* **問題の内容**:
以下のすべての記録の行を、「photo」を「image」に置き換えて、ほかは何も変えずに書き直してください。画像は答えに入れないでください。
--------------------------------------------------
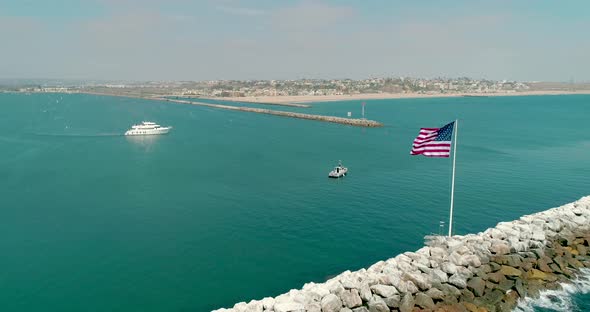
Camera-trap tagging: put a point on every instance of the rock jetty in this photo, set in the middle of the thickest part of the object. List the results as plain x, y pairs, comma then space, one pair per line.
333, 119
488, 271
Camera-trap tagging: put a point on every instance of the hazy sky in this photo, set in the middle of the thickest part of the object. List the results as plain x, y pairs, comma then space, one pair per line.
289, 39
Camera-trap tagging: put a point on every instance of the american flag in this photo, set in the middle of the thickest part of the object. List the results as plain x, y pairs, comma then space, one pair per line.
433, 142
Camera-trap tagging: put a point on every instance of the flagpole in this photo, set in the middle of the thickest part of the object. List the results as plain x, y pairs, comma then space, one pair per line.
453, 178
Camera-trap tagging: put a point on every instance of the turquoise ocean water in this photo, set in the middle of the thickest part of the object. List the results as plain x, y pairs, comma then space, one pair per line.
234, 206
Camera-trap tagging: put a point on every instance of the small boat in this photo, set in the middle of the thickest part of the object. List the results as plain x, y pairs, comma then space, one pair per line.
147, 128
339, 171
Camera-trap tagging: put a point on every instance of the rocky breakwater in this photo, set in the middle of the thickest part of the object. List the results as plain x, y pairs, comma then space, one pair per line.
333, 119
488, 271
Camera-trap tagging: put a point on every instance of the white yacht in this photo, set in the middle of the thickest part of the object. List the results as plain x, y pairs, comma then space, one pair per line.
339, 171
147, 128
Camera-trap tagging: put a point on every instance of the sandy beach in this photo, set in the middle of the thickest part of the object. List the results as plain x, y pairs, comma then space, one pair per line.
331, 98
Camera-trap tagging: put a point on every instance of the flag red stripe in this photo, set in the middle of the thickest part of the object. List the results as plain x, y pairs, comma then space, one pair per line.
425, 144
--------------------------------------------------
* **記述回答**:
Camera-trap tagging: put a point on every instance of the rock jetty in this image, set in the middle of the thickest part of the object. List the results as plain x, y pairs, comma then space, one pair per line.
333, 119
488, 271
Camera-trap tagging: put a point on every instance of the hazy sky in this image, set in the middle of the thickest part of the object. List the results as plain x, y pairs, comma then space, one pair per line.
289, 39
Camera-trap tagging: put a point on every instance of the american flag in this image, set in the middle of the thickest part of the object. List the results as plain x, y pairs, comma then space, one pair per line.
433, 142
Camera-trap tagging: put a point on every instance of the flagpole in this image, set in the middle of the thickest part of the object. List the results as plain x, y pairs, comma then space, one pair per line.
453, 178
Camera-trap tagging: put a point on every instance of the turquoise ocean water in this image, set in the middle of the thickest part of the object. List the results as plain x, y pairs, comma then space, one pair per line.
234, 206
Camera-trap tagging: put a point on every instance of the small boat in this image, set in the middle of the thickest part of the object. List the results as plain x, y pairs, comma then space, one pair per line.
147, 128
339, 171
Camera-trap tagging: put a point on every instance of the rocky breakwater in this image, set in the middle of the thickest part of the object. List the results as plain x, y pairs, comma then space, one pair per line.
333, 119
488, 271
Camera-trap tagging: put a point on every instance of the white yacht in this image, set in the middle of the thickest part of the object. List the results as plain x, y pairs, comma then space, one pair per line.
339, 171
147, 128
Camera-trap tagging: put a point on every instance of the sandy beach in this image, set in the middle of the thickest part of the object. List the results as plain x, y pairs, comma then space, one pair per line.
331, 98
Camera-trap tagging: put a point on every instance of the flag red stripe in this image, set in the middle of the thickest part of the object. List the results as plain x, y pairs, comma then space, one pair per line.
425, 144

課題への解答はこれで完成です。